>> START Exercise material

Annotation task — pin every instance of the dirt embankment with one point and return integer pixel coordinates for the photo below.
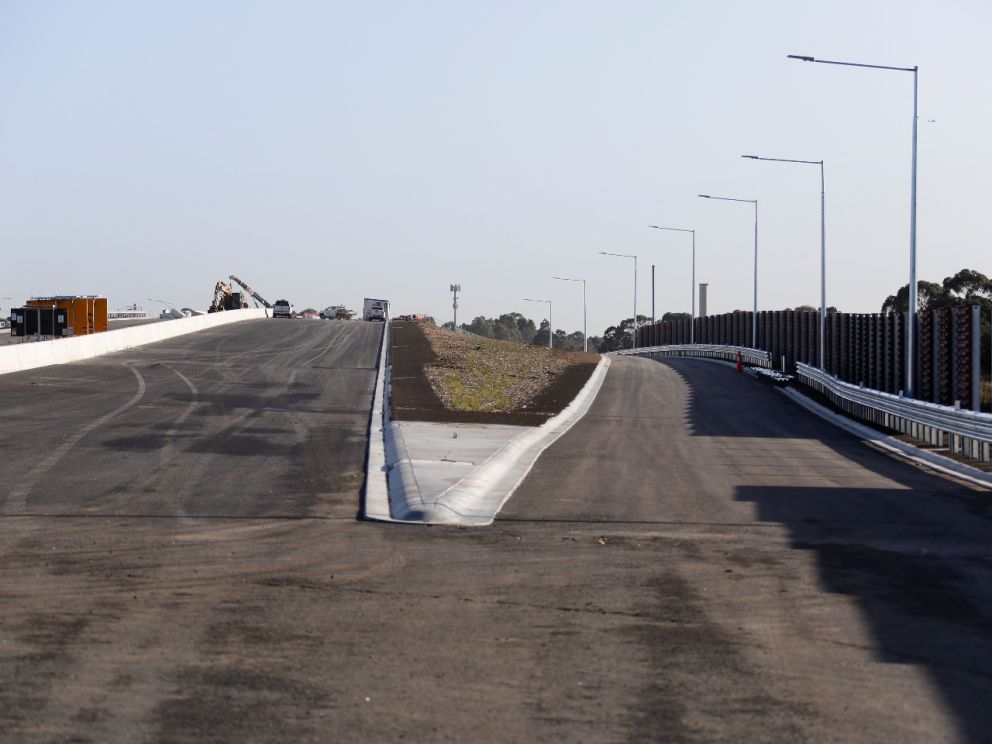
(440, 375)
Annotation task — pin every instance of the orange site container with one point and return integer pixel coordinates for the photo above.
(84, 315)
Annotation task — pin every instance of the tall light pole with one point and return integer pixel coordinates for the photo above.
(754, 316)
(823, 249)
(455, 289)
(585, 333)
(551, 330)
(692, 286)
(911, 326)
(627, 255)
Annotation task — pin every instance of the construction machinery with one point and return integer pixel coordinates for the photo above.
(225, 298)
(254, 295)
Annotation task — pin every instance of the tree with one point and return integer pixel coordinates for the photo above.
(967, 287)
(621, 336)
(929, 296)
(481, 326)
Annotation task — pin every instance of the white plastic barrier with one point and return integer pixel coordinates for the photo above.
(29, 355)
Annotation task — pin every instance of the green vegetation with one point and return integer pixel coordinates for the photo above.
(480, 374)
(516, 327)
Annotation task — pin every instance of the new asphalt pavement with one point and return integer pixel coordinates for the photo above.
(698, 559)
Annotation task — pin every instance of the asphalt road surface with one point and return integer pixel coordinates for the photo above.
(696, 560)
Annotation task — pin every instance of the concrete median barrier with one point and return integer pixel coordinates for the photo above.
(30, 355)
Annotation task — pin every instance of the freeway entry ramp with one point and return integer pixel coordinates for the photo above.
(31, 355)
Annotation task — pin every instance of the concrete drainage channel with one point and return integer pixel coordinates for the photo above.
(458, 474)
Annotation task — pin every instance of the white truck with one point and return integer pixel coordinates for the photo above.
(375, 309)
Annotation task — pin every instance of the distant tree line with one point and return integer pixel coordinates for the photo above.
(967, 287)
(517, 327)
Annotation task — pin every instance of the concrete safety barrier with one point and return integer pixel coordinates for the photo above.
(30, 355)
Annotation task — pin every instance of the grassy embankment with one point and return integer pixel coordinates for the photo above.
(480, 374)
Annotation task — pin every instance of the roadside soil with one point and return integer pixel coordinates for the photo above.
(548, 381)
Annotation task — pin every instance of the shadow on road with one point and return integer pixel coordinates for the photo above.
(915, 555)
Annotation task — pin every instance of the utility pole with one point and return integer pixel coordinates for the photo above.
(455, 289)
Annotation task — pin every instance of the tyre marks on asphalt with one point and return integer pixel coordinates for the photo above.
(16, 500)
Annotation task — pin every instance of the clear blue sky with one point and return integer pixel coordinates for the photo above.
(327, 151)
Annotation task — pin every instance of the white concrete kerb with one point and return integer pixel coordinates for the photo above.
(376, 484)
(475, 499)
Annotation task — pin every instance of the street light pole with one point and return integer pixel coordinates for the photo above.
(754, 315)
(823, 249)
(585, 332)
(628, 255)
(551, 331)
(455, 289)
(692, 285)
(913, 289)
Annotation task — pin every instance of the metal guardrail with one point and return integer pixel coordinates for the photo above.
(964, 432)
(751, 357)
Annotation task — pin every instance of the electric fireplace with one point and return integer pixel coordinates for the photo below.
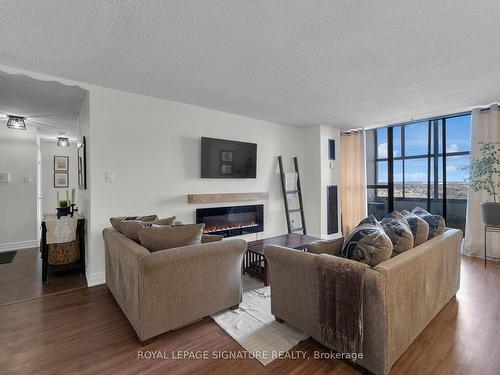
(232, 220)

>> END Exercise material

Recast every record above as a two-column CSV with the headers instruction and points. Give one row per record, with its text and its answer each in a single quoted field and line breaks replaced by spaces, and leave out the pictures.

instruction,points
"Annotation task — pin every instance of the dirt embankment with one point and return integer pixel coordinates for the photo below.","(440, 375)"
"Annotation task — pin every instance of the orange site container with one point and return integer pixel coordinates for the photo above.","(84, 315)"
"Annotation task — pin every instance of the tall light pole with one point and return integer pixel coordinates for the photo above.","(754, 316) (823, 249) (455, 289) (585, 333) (551, 330) (692, 286) (911, 326) (627, 255)"
"Annotation task — pin every instance of the construction machinery with one point and return integer pixel coordinates for the photo above.","(225, 298) (254, 295)"
"Annotation task — pin every instance of the tree with one point and return integer pixel coordinates for the photo above.","(967, 287) (621, 336) (929, 296) (481, 326)"
"Annotation task — pin every instance of the white plastic barrier with one point and return integer pixel coordinates for the photo above.","(29, 355)"
"Annotation task — pin every instance of the green vegetation with one point and return integer pixel coordinates for the photo above.","(480, 374) (516, 327)"
"Annotation task — pin every instance of the new asphalt pavement with one point and return integer pixel coordinates for the photo above.","(698, 559)"
"Annotation task — pin every instance of the asphalt road surface with one point and return integer pixel coordinates for the photo above.","(696, 560)"
"Annotation task — pin every instance of the concrete median barrier with one point and return integer pixel coordinates for the photo above.","(30, 355)"
"Annotation task — pin every instance of the freeway entry ramp with one point and return integer pixel coordinates for the photo above.","(31, 355)"
"Annotation task — pin every instance of the concrete drainage channel with one point and return integer pixel coordinates for the photo above.","(458, 474)"
"Annotation task — pin every instance of the white truck with one point and return integer pixel coordinates for the photo above.","(375, 309)"
"Annotation task — pin every instance of the distant tree line with one point and return integer pixel coordinates for the photo above.","(967, 287) (517, 327)"
"Annotation task — pin every instance of the concrete safety barrier with one point and return integer pixel coordinates for the photo above.","(30, 355)"
"Annotation task — pin every instance of the grassy embankment with one point and return integer pixel coordinates for the photo above.","(480, 374)"
"Annotation task — pin every instance of the roadside soil with one point and return integer pixel coordinates for the photo above.","(548, 381)"
"Annotation task — pin every instance of the shadow on road with one point and return integer pixel coordinates for the photo above.","(915, 555)"
"Annotation task — pin every instance of the utility pole with one point and return integer pixel coordinates for the photo above.","(455, 289)"
"Annotation task — pin every instance of the tyre marks on asphalt with one point and return integer pixel coordinates for the photo above.","(16, 500)"
"Annotation task — pin every instance of the clear blue sky with one point and return integer pixel coordinates for the photo above.","(327, 151)"
"Annotation task — pin every instance of the white concrete kerb with one point and return integer pixel coordinates for the photo above.","(376, 484) (475, 499)"
"Annotation task — pin every instance of the street light pole with one point and return integer pixel coordinates for the photo above.","(754, 315) (823, 249) (585, 332) (628, 255) (551, 331) (455, 289) (692, 285) (913, 289)"
"Annotation task — pin every instance of the metal guardrail with one point and return integer pixel coordinates for the photo above.","(964, 432) (751, 357)"
"Annotation task — pin every instance of the electric fireplace with one point and return integer pixel coordinates for the photo below.","(232, 220)"